Key nodes to understand:

| Node | Meaning | Red flag? | |---|---|---| | Seq Scan | Full table scan | ⚠ If table is large | | Index Scan | Uses index, fetches rows from heap | Good | | Index Only Scan | Uses covering index, no heap | Best | | Bitmap Heap Scan | Batches heap fetches | Good for many rows | | Hash Join | Builds hash table from smaller side | Good for large joins | | Nested Loop | Row-by-row join | ⚠ Bad if outer is large | | Sort | Explicit sort (no ORDER BY index) | ⚠ Add index | | Hash Aggregate | GROUP BY without index | Acceptable |

Seq Scan on users  (cost=0.00..8432.00 rows=12000)
                    ^^^^ estimated    ^^^^ row count estimate
  Filter: (plan = 'pro')

» **DATA PROVIDED**:
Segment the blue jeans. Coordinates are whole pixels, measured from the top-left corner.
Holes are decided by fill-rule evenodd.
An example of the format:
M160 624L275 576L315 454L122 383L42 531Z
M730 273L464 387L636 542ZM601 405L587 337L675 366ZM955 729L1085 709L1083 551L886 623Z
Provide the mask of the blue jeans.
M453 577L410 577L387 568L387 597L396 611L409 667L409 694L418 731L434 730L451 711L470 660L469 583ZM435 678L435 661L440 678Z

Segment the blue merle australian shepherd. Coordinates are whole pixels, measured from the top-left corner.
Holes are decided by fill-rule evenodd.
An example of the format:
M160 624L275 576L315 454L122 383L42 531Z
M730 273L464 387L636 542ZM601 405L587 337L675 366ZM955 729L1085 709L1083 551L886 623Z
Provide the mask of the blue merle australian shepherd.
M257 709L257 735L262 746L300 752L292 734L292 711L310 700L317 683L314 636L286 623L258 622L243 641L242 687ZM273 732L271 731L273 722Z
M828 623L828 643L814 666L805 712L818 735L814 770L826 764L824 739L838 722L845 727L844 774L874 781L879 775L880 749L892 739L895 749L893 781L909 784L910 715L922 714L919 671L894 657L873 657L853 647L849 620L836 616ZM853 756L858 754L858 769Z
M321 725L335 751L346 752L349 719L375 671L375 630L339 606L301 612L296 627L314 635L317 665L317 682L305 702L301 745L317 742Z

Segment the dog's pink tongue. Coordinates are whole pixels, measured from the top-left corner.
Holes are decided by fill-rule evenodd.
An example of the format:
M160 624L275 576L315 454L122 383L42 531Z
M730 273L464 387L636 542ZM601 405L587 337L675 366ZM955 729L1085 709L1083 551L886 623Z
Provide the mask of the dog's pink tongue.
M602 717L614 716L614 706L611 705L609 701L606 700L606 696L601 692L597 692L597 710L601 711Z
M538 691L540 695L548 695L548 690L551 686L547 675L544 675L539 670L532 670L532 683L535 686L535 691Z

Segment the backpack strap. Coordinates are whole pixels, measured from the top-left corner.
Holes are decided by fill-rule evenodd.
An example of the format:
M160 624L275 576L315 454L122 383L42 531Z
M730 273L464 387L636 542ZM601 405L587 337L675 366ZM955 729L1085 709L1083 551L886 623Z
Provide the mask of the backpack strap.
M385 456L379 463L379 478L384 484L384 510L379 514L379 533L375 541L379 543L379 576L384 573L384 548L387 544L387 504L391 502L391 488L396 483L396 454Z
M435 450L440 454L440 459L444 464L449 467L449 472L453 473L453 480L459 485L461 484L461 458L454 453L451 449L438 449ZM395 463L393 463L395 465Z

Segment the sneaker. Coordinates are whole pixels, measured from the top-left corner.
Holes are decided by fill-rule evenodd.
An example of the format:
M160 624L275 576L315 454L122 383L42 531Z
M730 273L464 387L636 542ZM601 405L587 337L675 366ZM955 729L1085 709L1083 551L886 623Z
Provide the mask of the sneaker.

» **REQUIRED TASK A**: In the text on query plan nodes, what does an Index Only Scan use?
» **REQUIRED TASK B**: Rewrite the listing from its first line through the line with "Provide the mask of the blue jeans.", putting "denim jeans" in place of "blue jeans" and changing nothing else.

» **FULL ANSWER A**: A covering index, with no heap access.

» **FULL ANSWER B**:
Segment the denim jeans. Coordinates are whole pixels, measured from the top-left corner.
Holes are decided by fill-rule evenodd.
An example of the format:
M160 624L275 576L315 454L122 383L42 531Z
M730 273L464 387L636 542ZM601 405L587 337L675 366ZM955 729L1085 709L1083 551L886 623Z
Provide the mask of the denim jeans.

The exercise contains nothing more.